= Problem to solve =
Repeat the entries below exactly, pictures excluded.

= The data =
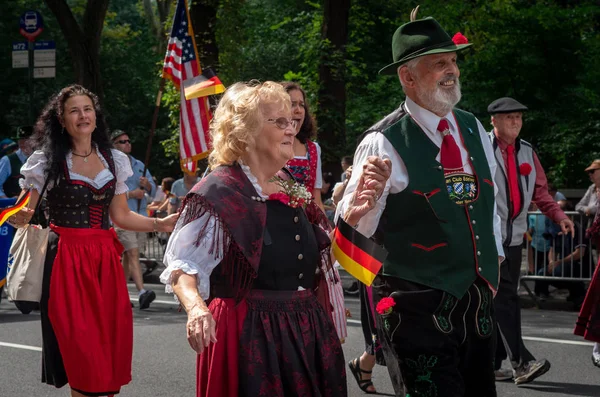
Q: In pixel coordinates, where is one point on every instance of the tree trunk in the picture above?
(157, 22)
(84, 43)
(331, 110)
(203, 14)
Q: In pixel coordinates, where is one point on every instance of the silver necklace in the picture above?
(85, 157)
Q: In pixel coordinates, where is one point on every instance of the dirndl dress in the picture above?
(588, 321)
(87, 324)
(279, 337)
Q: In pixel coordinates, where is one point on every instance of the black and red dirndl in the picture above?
(87, 324)
(274, 330)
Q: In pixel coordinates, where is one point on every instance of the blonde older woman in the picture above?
(245, 262)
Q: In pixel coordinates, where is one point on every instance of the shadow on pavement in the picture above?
(564, 389)
(16, 317)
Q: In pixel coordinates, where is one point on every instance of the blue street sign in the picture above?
(39, 45)
(31, 24)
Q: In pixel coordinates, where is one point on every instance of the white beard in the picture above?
(441, 100)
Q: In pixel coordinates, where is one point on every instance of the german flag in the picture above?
(360, 256)
(10, 211)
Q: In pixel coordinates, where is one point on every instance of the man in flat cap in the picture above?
(520, 180)
(437, 220)
(10, 165)
(139, 184)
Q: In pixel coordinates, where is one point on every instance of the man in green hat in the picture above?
(437, 219)
(10, 165)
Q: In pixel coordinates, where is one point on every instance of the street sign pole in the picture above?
(31, 25)
(30, 70)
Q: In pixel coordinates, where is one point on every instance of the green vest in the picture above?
(431, 240)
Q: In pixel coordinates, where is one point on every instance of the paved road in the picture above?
(164, 365)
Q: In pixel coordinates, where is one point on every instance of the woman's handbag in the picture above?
(26, 263)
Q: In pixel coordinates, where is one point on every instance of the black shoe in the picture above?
(531, 370)
(146, 298)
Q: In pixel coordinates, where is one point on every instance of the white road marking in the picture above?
(559, 341)
(135, 299)
(23, 347)
(531, 338)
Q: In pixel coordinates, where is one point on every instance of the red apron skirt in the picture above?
(588, 321)
(273, 343)
(87, 324)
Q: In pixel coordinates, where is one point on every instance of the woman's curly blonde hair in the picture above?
(239, 117)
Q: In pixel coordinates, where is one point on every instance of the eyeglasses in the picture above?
(283, 123)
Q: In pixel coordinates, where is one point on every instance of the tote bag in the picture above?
(26, 261)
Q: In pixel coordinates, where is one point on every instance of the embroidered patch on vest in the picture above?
(462, 188)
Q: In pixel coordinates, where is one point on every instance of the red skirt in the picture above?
(273, 343)
(588, 322)
(90, 315)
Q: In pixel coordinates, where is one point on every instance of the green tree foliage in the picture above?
(130, 66)
(544, 53)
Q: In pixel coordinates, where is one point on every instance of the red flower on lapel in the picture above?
(459, 38)
(525, 169)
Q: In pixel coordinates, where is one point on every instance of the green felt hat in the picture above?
(422, 37)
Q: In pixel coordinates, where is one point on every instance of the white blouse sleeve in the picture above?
(183, 253)
(319, 176)
(123, 170)
(33, 172)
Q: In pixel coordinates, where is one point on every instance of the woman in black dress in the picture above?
(87, 326)
(247, 264)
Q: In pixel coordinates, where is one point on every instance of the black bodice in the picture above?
(77, 204)
(290, 255)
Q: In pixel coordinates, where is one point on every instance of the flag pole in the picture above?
(152, 129)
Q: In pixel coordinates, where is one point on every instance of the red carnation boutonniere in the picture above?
(294, 194)
(459, 38)
(525, 169)
(385, 306)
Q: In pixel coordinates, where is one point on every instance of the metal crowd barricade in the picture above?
(573, 270)
(152, 253)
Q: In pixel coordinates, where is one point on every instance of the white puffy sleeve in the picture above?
(184, 254)
(123, 170)
(319, 176)
(33, 172)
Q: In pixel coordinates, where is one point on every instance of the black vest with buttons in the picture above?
(77, 204)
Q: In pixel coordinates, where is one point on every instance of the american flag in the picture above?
(182, 63)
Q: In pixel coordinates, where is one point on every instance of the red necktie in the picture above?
(513, 182)
(450, 154)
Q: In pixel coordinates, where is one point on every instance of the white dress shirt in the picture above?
(376, 144)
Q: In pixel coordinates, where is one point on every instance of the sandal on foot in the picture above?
(357, 371)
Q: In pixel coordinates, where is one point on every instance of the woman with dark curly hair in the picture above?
(87, 326)
(306, 164)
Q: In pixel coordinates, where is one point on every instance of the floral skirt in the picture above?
(282, 343)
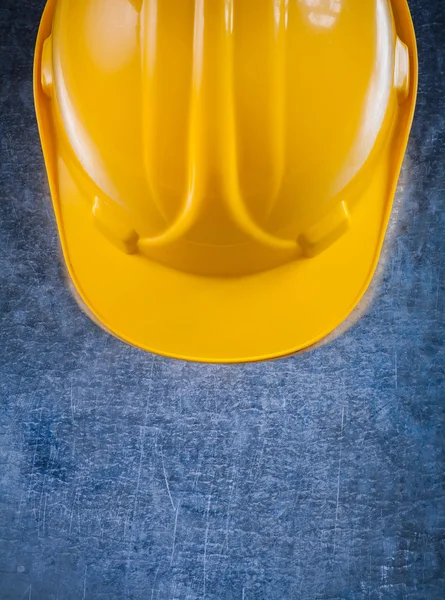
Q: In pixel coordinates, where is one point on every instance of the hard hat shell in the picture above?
(223, 172)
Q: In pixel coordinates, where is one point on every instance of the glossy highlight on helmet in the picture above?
(222, 172)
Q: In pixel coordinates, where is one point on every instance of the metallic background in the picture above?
(126, 475)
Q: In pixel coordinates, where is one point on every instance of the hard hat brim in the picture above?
(217, 319)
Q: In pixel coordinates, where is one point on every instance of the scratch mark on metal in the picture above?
(85, 584)
(395, 370)
(339, 476)
(205, 544)
(143, 431)
(154, 583)
(174, 533)
(166, 480)
(229, 506)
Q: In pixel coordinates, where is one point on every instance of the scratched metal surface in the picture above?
(125, 475)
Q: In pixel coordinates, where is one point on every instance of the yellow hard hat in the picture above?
(222, 171)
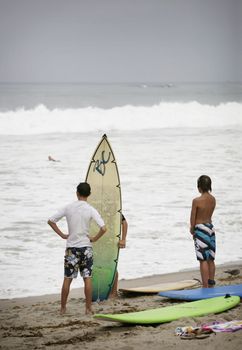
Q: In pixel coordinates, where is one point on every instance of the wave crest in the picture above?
(41, 120)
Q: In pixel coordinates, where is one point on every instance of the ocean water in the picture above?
(164, 137)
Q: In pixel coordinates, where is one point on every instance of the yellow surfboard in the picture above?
(162, 287)
(103, 177)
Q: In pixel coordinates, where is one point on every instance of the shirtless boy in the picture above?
(202, 230)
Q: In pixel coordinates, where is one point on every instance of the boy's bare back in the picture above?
(202, 209)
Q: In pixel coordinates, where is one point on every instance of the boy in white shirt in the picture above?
(79, 253)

= The answer =
Q: In pixel coordinates, where is one point on every instance of the tree trunk in the picture above?
(157, 22)
(84, 43)
(331, 110)
(203, 14)
Q: In pixel coordinates, where is one point on every instance of the silver necklace in the picture above?
(85, 157)
Q: In pixel coordinates, where is one point on every instance of the dirndl dress in the picture above?
(588, 321)
(87, 324)
(279, 337)
Q: In pixel coordinates, where is one point on every instance of the black and red dirndl in the picture above?
(87, 324)
(274, 330)
Q: In pixel coordinates, where is one point on every instance of the blonde older woman in the picture above?
(245, 262)
Q: In pixel coordinates, where is one point on every instance of the shadow on pavement in the picture above?
(564, 389)
(16, 317)
Q: In pixel coordinates, where is one point on every instance of the blue street sign in the picture above?
(39, 45)
(31, 24)
Q: In pixel coordinates, where is one point on every instance of the white beard in the picture above?
(441, 100)
Q: In pixel coordinates, where is one point on every instance of the german flag in the picture above?
(360, 256)
(10, 211)
Q: In pixel coordinates, where is one point on every instance of the man in flat cap in the picture above?
(520, 180)
(437, 220)
(10, 165)
(139, 184)
Q: In pixel coordinates, where is one point on every instance of the man in green hat in the picture above?
(437, 219)
(10, 165)
Q: In pixel coordinates, where is one point on every instance of the street sign pole in the picture above?
(31, 25)
(30, 70)
Q: In pixel coordinates, where is one point on every instance of the green vest in the picture above?
(431, 240)
Q: In pixel coordinates, where is one point on every instance of the paved road in the picture above?
(164, 365)
Q: In pixel coordinates, where is one point on every instance of the woman's handbag in the picture above?
(26, 263)
Q: In pixel coordinates, where is one point on every instance of the black shoe in the picture above?
(531, 370)
(146, 298)
Q: In pixel coordinates, where is one point on every instance of the white road marking in the picture above?
(559, 341)
(135, 299)
(23, 347)
(531, 338)
Q: In pixel coordinates, where is one point on every instance of the red apron skirt in the picture above?
(588, 321)
(273, 343)
(87, 324)
Q: In pixel coordinates, where is one point on every instance of the woman's curly blonde hair in the picture above?
(239, 117)
Q: In pixel coordinates, where is one point on every instance of the eyeglasses in the picture above?
(283, 123)
Q: In pixel coordinates, where is one point on every instance of the tote bag in the picture above?
(26, 261)
Q: In pixel coordinates, where is one point on every instance of the embroidered patch on vest in the picture above?
(462, 188)
Q: In pixel coordinates, where is one point on every instance of the red skirt in the picture above?
(273, 343)
(588, 322)
(90, 315)
Q: In pixel coordinates, where is one point on every instance of the green tree foliage in the picture above?
(130, 66)
(544, 53)
Q: In pixel coordinates, where is one point on every instance of the red flower on lapel in the picture above?
(459, 38)
(525, 169)
Q: In pixel coordinates, where is one point on every instance of the green felt hat in the picture above?
(422, 37)
Q: In pixel coordinates, where is one point on every instance of the white blouse sleeve in the picture above?
(183, 253)
(319, 176)
(123, 170)
(33, 172)
Q: In pixel coordinates, where is one point on every instance of the woman in black dress in the picture above?
(87, 326)
(247, 264)
Q: In pixel coordinates, where is one point on every instance of the black bodice in the picture above?
(77, 204)
(290, 255)
Q: In pixel coordinates, where is one point on every instance of the flag pole in the picture above?
(152, 129)
Q: In pixel coordinates, where is one point on every instance of the red carnation boutonniere in the picture above?
(294, 194)
(459, 38)
(525, 169)
(385, 306)
Q: In pixel coordinates, where is one point on every instance of the metal crowd barricade in the picture above?
(573, 270)
(152, 253)
Q: In pixel coordinates, where is one point on every instance of the white puffy sleeve in the picture above?
(184, 254)
(123, 170)
(319, 176)
(33, 172)
Q: In pixel coordinates, where is one point on every instance of the black vest with buttons in the picture above?
(77, 204)
Q: In pixel coordinates, where is one point on every instance of the american flag in the picture above?
(182, 63)
Q: In pixel coordinates, where is one point on every instance of the red necktie in the picture above?
(513, 182)
(450, 154)
Q: In pixel coordinates, where is one point on every instance of the white dress shirt in the picture above?
(376, 144)
Q: In pixel coordinates, where is one point on every instance of the sandal on foot in the picture above?
(357, 371)
Q: In pixel coordinates, where is one point on every instance of the woman with dark curly hair in the picture above?
(87, 326)
(306, 164)
Q: In pixel coordinates, where is one point on every instance of the floral skirt in the picture above?
(282, 343)
Q: In pixel coordinates, where is one point on every instance of the hard hat shell in the picture above?
(223, 172)
Q: In pixel coordinates, where is one point on every instance of the glossy highlight on helmet in the picture above?
(222, 172)
Q: In pixel coordinates, where is one point on every instance of the metallic background in the picture above?
(126, 475)
Q: In pixel coordinates, where is one point on every instance of the hard hat brim in the picture above?
(217, 319)
Q: In pixel coordinates, where is one point on every instance of the scratch mark on metal in the picture above?
(85, 584)
(395, 370)
(339, 476)
(205, 544)
(143, 431)
(154, 583)
(174, 533)
(166, 480)
(229, 506)
Q: In pixel coordinates, where is one point on every instance of the scratched metal surface in the picture above?
(125, 475)
Q: In pixel coordinates, where is one point on every instance of the yellow hard hat in the picture above?
(222, 171)
Q: In pixel coordinates, where is one point on every instance of the wave crest in the picture above?
(41, 120)
Q: In pixel coordinates, where is one point on every instance of the ocean water in the picture above?
(164, 137)
Q: In pixel coordinates, where is one point on every instance of the yellow surfboard in the picture above?
(162, 287)
(103, 177)
Q: In pixel coordinates, where is one point on every instance of the shirtless boy in the picture above?
(202, 230)
Q: In pixel coordinates, where is one point on every instance of the boy's bare back in the picture above?
(202, 209)
Q: In pixel coordinates, where is one point on every instance of the boy in white shirt in the picture above?
(79, 253)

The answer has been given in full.